▸ **DOCUMENT SECTION**
_ _ _ _
The Salva Vita Foundation – Hungary and their experts involved in project L.I.K.E. (Life Investment is the Key to Employment) conducted a research in which 205 NEETs took part in to explore the challenges of the long-term employment of NEETs. The results of the survey are grouped into five categories as follows:

  1. Demographic (Age, Gender, Ethnicity, Residence etc.)
  2. Employment economic status
  3. Psychological characteristics and family status
  4. Interests, sources of information, social contacts, trust
  5. Future vision, expectations and values

Gender, Age, Education, Residence, Ethnicity

The proportion of women amoung respondents is 61 %. It is 12 % higher than the proportion of women in Hungary in this age group (51 % man and 49 % women2). As a result, men in this age group participated in the Hungarian research in a smaller proportion compared to their population share. It could be assumed that women tend to face more difficulties than men in terms of education and employment in Hungary.
The highest percentage of respondents belong to the age group 25-29 years (42%), which corresponds to the predetermined focus of the survey. They are followed by the respondents who are in age group of 20-24 years (39 %).
The highest percentage of respondents are those with elementary school education (41%), and the same proportion of respondents has completed their studies at technical secondary school/high school (41%). They are followed by young people with vocational education (10%), and 7 % of the youngsters has college or university degree. Altogether 58 % of the respondents completed secondary education/technical secondary school and vocational school or has university degree but failed to get or retain a job. The Roma respondents typically had primary school education, 77% of the them had a primary school education. While Hungarian (or other nationality) respondents had higher level of education.
_ _ _ _
▸ **PROVIDED INFORMATION**

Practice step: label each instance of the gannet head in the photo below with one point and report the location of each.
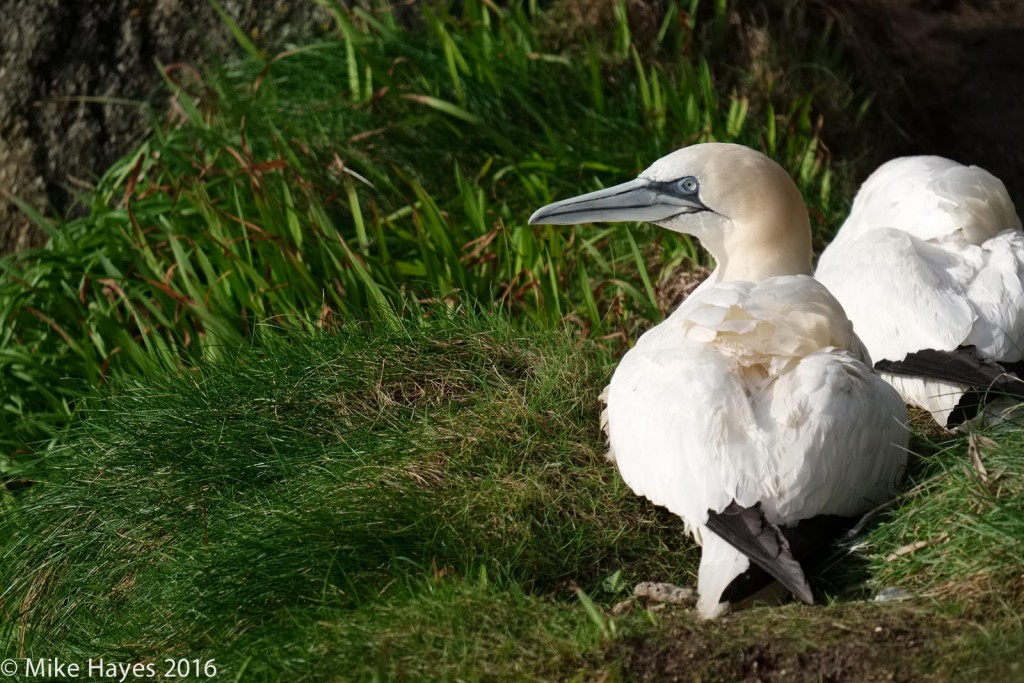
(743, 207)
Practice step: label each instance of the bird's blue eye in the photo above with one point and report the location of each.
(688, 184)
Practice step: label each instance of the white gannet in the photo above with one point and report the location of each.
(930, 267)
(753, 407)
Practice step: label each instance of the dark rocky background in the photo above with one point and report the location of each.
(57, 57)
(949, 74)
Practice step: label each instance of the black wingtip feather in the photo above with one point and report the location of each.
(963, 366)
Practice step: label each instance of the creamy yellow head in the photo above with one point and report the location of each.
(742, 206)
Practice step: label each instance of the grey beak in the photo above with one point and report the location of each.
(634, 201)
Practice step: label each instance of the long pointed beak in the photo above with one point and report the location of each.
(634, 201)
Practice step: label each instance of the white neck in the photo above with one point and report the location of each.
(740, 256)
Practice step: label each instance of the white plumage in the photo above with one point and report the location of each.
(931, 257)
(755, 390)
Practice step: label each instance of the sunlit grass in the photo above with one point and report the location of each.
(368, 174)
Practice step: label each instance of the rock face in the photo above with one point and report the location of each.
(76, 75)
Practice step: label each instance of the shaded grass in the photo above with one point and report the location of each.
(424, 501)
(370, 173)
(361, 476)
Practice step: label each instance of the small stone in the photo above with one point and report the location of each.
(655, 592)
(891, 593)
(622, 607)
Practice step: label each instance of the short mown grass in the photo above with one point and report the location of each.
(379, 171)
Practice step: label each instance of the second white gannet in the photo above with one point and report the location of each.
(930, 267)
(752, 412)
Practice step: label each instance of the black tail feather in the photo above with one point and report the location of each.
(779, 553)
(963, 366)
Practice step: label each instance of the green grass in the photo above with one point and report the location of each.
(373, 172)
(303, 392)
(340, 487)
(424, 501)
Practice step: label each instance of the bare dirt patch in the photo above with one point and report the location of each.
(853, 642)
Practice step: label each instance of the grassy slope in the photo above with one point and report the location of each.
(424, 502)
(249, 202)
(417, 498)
_ _ _ _
▸ **PROBLEMS**
1: In the research summary, rewrite the part that begins with the words containing "The highest percentage of respondents belong" and ends with "years (39 %).", changing "predetermined focus" to "intended focus".
2: Present the entries from the line containing "Practice step: label each instance of the small" through the last entry as a Markdown table with the columns Row and Line, omitting any blank lines.

▸ **SOLUTION SET**
1:
The highest percentage of respondents belong to the age group 25-29 years (42%), which corresponds to the intended focus of the survey. They are followed by the respondents who are in age group of 20-24 years (39 %).

2:
| Row | Line |
|---|---|
| 1 | Practice step: label each instance of the small stone in the photo above with one point and report the location of each. |
| 2 | (655, 592) |
| 3 | (891, 593) |
| 4 | (622, 607) |
| 5 | Practice step: label each instance of the short mown grass in the photo above with one point and report the location of each. |
| 6 | (379, 171) |
| 7 | Practice step: label each instance of the second white gannet in the photo above with one point and report the location of each. |
| 8 | (930, 267) |
| 9 | (752, 412) |
| 10 | Practice step: label each instance of the black tail feather in the photo above with one point and report the location of each. |
| 11 | (779, 553) |
| 12 | (963, 366) |
| 13 | Practice step: label each instance of the green grass in the photo above with one point and report the location of each. |
| 14 | (373, 172) |
| 15 | (303, 392) |
| 16 | (340, 487) |
| 17 | (424, 501) |
| 18 | Practice step: label each instance of the bare dirt patch in the photo above with one point and report the location of each. |
| 19 | (853, 642) |
| 20 | Practice step: label each instance of the grassy slope in the photo above with one point and report the location of each. |
| 21 | (424, 502) |
| 22 | (249, 202) |
| 23 | (417, 498) |